* [Problem description] Rescale the lines that run from the line containing "For the benchmark, annotate every instance of the horizontal" through the end, and give only those lines. Copy each line in full, with the requests unchanged, but multiply every x,y marker coordinate in the answers by 2.3 and round to whole numbers, with halves rounded up.

* [Available records]
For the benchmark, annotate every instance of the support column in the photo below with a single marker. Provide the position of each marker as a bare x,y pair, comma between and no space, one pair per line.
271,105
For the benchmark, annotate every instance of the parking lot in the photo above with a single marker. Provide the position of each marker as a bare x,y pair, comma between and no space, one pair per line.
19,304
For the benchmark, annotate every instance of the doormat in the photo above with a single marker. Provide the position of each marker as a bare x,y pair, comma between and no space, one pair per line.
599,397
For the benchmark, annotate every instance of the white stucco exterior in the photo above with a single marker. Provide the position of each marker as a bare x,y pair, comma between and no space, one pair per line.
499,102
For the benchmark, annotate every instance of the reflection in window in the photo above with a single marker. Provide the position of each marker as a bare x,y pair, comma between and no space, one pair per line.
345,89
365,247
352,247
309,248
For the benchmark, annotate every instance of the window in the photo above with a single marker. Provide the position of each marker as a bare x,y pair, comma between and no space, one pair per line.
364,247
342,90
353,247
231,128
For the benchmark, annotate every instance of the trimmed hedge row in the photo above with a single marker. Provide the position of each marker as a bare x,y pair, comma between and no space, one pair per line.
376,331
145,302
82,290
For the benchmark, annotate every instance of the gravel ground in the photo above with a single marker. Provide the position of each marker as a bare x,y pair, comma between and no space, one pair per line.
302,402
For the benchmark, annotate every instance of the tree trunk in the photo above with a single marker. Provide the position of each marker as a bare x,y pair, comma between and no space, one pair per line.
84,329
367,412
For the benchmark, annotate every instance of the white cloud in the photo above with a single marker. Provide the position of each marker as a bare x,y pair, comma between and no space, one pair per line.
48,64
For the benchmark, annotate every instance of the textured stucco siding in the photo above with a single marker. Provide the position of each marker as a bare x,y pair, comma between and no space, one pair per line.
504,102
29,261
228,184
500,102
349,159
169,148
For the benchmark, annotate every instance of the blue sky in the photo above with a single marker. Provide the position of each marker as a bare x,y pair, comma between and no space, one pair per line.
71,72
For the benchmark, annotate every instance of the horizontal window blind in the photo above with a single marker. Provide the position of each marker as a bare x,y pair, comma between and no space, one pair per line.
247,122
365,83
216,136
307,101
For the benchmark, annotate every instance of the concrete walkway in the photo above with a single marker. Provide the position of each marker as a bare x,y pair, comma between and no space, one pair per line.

* [Task response]
For the benchmark, annotate every instance of the horizontal window blind in the photo above with a single marker. Provide the position of each marker as a bare x,y pair, comma between and no space, one pair per line.
568,281
840,191
497,313
706,232
For the benchmark, annotate every instance of the concrete walkway in the photo above with a single marker. Provide the position of each marker as a bare x,y pair, comma between and no space, one pair per line.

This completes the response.